==== 提供文 ====

つまり、原則として1,000万円のサイトを購入した場合、毎年200万円ずつ5年間の経費計上が可能ということです。
サイトの購入が節税になる仕組み
上記の通り、1,000万円のサイトを購入すると、200万円分を経費で計上できるため、その分の節税は可能になります。
一方で、税理士さんによっては、アフィリエイトサイトであれば全額損金として計上する(一括償却する)ことが可能という考えを持っていることもあるようです。
これは、「アフィリエイトサイトを購入するということは、インターネット上でアクセスが集まる場所を買うこと」という解釈を基にしています。
言い換えるのであれば、テレビやラジオ番組のCM枠を買うのと同様の認識で、買収金額を広告費として計上するという考え方です。
事実として数年前(本記事執筆は2021年5月です)までは、システム・プログラムが組み込まれていないサイトは、広告費として取り扱うという慣行もあったそうです。
確かに、サイト購入前から自社で販売している商品を、新たに購入したサイトというプラットフォームで販促を行うというケースであれば、広告費として取り扱うのも頷けますよね。
もしこういったケースにぴったりと当てはまるのであれば、サイト購入によって大幅な節税を実現できるのかもしれません。
ですが、こちらに関してはやや極端な解釈にもなってしまうので、必ず税理士さんに相談してから判断しましょう。
本記事の内容だけをもとに判断することのないよう、あらかじめご了承ください。
サイト購入における資産の種類と仕訳例
ここまで述べてきた通り、原則としてサイト購入は企業M&Aのなかの事業譲渡に該当します。
ですが、サイト購入においては企業M&Aでよく見られるような建物や機械などの備品のような形のあるものはほとんどありません。
このような場合建物などの「有形固定資産」と区別して、「無形固定資産」と呼ばれますが、名前の通り、扱いとしては「固定資産」として取り扱われます。
なかでも、サイト購入においては、上でも触れた「ソフトウェア」の他にも「のれん(営業権)」が関わる場合もあります。
一部重複しますが、それぞれどういう取り扱いになるかということと仕訳例についてもまとめてみました。
なお、一部の有形固定資産については償却の初期に多くの減価償却を行う定率法を選択することができますが、無形固定資産については定額法しか選択できません。
定額法とは、その名の通り毎年定額で減価償却する償却方法であり、事業年度の途中から開始されたものは月割りで計算されます。
サイト購入においては多くの場合無形固定資産のみとなるため、全て定額法で償却する必要があることを覚えておくといいでしょう。

====

• 記述課題 1
サイト購入と節税についての文章のうち、「一方で、税理士さんによっては」から「て取り扱うのも頷けますよね。」までのすべてを、一字も変えずに書き写してください。
• 記述課題 2
サイト購入と節税についての文章の続きを、最後の文の次から書いてください。
記録は別の出典から取ったものです。

==== データ行 ====

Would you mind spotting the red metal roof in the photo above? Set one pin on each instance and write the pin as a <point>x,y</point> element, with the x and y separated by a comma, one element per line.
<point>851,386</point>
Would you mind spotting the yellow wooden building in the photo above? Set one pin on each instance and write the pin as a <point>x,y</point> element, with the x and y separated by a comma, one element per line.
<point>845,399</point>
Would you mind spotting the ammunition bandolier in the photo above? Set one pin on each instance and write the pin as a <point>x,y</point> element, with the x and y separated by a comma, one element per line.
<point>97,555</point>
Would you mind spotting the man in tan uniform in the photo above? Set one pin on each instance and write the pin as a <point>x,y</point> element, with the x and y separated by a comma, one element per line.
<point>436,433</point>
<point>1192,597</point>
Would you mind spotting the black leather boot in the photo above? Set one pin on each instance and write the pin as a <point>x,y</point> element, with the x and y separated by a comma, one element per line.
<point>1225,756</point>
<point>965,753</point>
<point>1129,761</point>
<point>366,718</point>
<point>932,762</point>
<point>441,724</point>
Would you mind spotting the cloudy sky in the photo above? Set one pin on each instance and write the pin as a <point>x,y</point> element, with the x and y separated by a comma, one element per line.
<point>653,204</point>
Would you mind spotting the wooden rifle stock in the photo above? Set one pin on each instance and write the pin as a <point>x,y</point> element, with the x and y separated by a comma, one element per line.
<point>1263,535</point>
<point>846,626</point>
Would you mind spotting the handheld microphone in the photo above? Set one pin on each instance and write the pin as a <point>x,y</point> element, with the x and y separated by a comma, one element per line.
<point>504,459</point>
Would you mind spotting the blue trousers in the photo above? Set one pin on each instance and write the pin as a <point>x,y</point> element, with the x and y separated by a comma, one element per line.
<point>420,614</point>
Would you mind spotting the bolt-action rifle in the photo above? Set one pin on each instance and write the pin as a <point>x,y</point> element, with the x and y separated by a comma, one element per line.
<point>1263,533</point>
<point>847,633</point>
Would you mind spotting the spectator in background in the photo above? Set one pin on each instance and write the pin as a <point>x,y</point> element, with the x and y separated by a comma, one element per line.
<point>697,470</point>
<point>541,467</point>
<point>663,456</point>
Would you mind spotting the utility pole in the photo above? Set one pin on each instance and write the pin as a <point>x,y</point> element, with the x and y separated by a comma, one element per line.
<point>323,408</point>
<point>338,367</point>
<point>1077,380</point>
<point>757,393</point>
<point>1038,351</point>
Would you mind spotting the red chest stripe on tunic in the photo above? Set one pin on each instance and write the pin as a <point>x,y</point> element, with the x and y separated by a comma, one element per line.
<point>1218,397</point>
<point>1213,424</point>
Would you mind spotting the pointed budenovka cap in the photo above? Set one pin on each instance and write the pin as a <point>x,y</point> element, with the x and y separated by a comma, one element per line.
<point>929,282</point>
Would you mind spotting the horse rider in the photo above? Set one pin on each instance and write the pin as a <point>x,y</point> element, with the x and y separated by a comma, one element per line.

====

• 記述回答 1
一方で、税理士さんによっては、アフィリエイトサイトであれば全額損金として計上する(一括償却する)ことが可能という考えを持っていることもあるようです。
これは、「アフィリエイトサイトを購入するということは、インターネット上でアクセスが集まる場所を買うこと」という解釈を基にしています。
言い換えるのであれば、テレビやラジオ番組のCM枠を買うのと同様の認識で、買収金額を広告費として計上するという考え方です。
事実として数年前(本記事執筆は2021年5月です)までは、システム・プログラムが組み込まれていないサイトは、広告費として取り扱うという慣行もあったそうです。
確かに、サイト購入前から自社で販売している商品を、新たに購入したサイトというプラットフォームで販促を行うというケースであれば、広告費として取り扱うのも頷けますよね。

• 記述回答 2
ちなみに、減価償却の対象となる条件は、
・その使用可能期間が1年以上のもの
・取得価格が10万円以上のもの
の両方を満たすものとなります。
ご存知の方も多いとは思いますが、改めて確認しておきましょう。
1.ソフトウェア
上記の通り、「ソフトウェア」は、会計上「自社利用目的」か「市場販売目的」かで取り扱いが異なります。
そして、サイト購入の場合はほぼ間違いなく「自社利用目的」となります。
「自社利用目的」の場合のWEBサイトの耐用年数は5年間なので、仕訳は下記のようになります。
例:3月決算の法人が、600万円のアフィリエイトサイトを前年10月に購入した場合。
【取得時】
借方 | 金額 | 貸方 | 金額 |
ソフトウェア | 600万円 | 現金預金 | 600万円 |
この時、定額法により事業年度の途中から開始されたものは月割り計算になるため、
年間の減価償却費は600万円÷5年=120万円。
使用していたのは6ヶ月間なので、120万円÷2=60万円を減価償却可能ということです。
【決算】
借方 | 金額 | 貸方 | 金額 |
減価償却費 | 60万円 | ソフトウェア | 60万円 |
2.のれん
企業M&Aにおいては、買収された企業の時価評価資産と、買収された金額とが一致しないケースがあります。
企業には土地や建物、現金などの他にも目に見えない資産が存在するからです。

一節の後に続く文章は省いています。